## Exercise inputs
..........

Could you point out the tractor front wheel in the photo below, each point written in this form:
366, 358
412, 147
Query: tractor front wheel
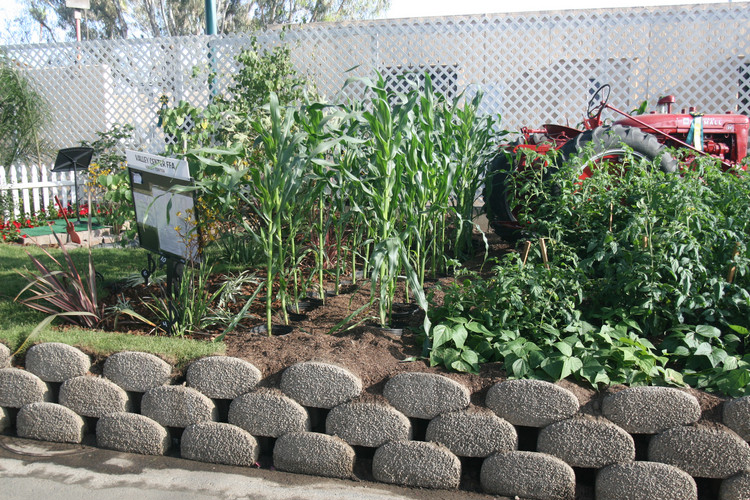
615, 143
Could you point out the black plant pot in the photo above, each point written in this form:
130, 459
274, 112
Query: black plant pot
275, 329
402, 314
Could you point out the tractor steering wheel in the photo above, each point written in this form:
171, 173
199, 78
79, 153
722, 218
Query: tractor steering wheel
598, 101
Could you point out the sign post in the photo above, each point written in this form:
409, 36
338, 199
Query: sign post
166, 218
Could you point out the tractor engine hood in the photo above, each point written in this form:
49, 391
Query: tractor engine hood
680, 123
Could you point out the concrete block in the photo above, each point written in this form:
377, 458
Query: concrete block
93, 396
531, 403
4, 356
368, 424
222, 377
137, 371
320, 385
425, 395
50, 422
709, 452
56, 362
132, 433
472, 433
418, 464
587, 442
5, 421
649, 410
529, 475
177, 406
644, 481
219, 443
736, 487
19, 388
268, 413
314, 454
736, 416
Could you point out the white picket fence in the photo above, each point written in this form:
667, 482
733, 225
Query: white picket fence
32, 190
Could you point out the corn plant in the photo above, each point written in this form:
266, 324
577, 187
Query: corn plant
473, 142
381, 181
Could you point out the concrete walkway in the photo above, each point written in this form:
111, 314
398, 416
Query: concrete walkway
30, 470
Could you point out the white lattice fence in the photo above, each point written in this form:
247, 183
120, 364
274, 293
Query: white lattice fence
534, 68
32, 190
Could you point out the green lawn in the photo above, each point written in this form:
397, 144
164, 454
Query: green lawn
17, 321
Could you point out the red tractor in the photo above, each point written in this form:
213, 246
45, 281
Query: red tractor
724, 137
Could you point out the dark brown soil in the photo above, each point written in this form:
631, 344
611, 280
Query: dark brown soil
373, 354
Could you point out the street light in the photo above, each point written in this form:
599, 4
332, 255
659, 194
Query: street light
79, 6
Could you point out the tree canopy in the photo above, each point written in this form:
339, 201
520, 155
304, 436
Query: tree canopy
153, 18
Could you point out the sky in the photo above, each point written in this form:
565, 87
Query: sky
426, 8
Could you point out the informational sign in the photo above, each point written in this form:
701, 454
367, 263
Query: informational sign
166, 218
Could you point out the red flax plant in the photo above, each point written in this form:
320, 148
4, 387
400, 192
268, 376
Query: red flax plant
62, 292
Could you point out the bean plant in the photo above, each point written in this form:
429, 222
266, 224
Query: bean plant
647, 281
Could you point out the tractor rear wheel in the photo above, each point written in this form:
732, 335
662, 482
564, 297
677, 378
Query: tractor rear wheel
499, 214
614, 143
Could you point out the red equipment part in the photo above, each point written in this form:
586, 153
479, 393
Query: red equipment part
725, 137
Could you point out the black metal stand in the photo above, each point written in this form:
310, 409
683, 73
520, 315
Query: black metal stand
73, 160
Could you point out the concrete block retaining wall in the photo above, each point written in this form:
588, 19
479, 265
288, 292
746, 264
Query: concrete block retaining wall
647, 443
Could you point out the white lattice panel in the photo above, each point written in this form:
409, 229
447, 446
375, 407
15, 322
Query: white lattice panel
534, 68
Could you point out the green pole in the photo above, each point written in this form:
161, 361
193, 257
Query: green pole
210, 17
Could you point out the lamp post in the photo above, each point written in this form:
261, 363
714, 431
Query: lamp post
79, 6
210, 17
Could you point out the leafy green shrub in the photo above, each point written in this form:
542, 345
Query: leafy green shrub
109, 182
648, 282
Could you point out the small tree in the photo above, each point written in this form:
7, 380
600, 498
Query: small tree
22, 115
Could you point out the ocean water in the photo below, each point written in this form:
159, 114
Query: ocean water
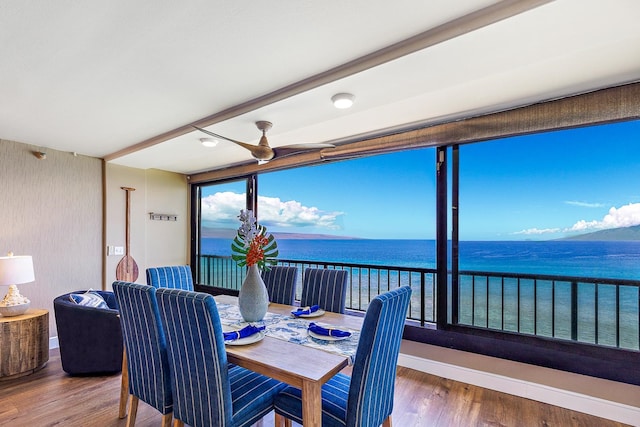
539, 308
601, 259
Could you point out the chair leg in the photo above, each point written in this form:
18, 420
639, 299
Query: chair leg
166, 419
133, 411
124, 387
279, 421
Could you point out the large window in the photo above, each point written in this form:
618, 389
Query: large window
536, 207
376, 210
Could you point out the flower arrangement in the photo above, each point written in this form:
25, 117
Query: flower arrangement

..........

## Given task
The lines to be extracted begin at the line containing "Could you point out the tractor rear" and continue through the final line of the material above, both ends included. Reproduce them exactly, without the pictures.

## Finished exercise
Could you point out the tractor rear wheel in the photo above, each point written in this form:
732, 335
662, 482
564, 297
677, 378
Query: tractor rear wheel
499, 214
614, 143
Could you point out the red equipment part in the photo above, each point written in this form:
586, 153
479, 393
Query: red equipment part
725, 137
Could you point out the black metal stand in the photo above, each point written in this form:
310, 409
683, 73
520, 315
Query: black metal stand
73, 160
Could you point out the concrete block retaining wall in the photo above, each point written in this form:
588, 19
479, 265
288, 292
746, 264
Query: concrete block retaining wall
647, 443
Could you point out the white lattice panel in the photo above, each point written in this form:
409, 229
447, 446
375, 407
15, 322
Query: white lattice panel
534, 68
Could you point out the green pole in the photo above, each point written in this form:
161, 361
193, 257
Query: green pole
210, 17
Could you point out the lamp post in the photo above, each point written in this form:
261, 363
714, 431
Query: lamp post
79, 6
210, 17
Could you point out the leafy green shrub in the photo above, each point written in this form:
542, 345
Query: leafy green shrub
109, 182
648, 282
Could you point out the small tree in the photo above, each point written in this form:
7, 380
600, 498
Query: small tree
22, 115
Could you point out the ocean water in the photo below, each point written in this form:
159, 114
Query: ocean water
539, 308
601, 259
Could you point out the chair leg in the photo above, each point written in this form:
18, 420
639, 299
Query: chair leg
166, 419
133, 411
124, 387
279, 421
Could you point out the large window in the photo above, each point written in this form:
618, 389
Query: large window
536, 207
376, 210
Could you point out the flower arrangement in the photo above, each point written in this form:
25, 117
Query: flower arrangement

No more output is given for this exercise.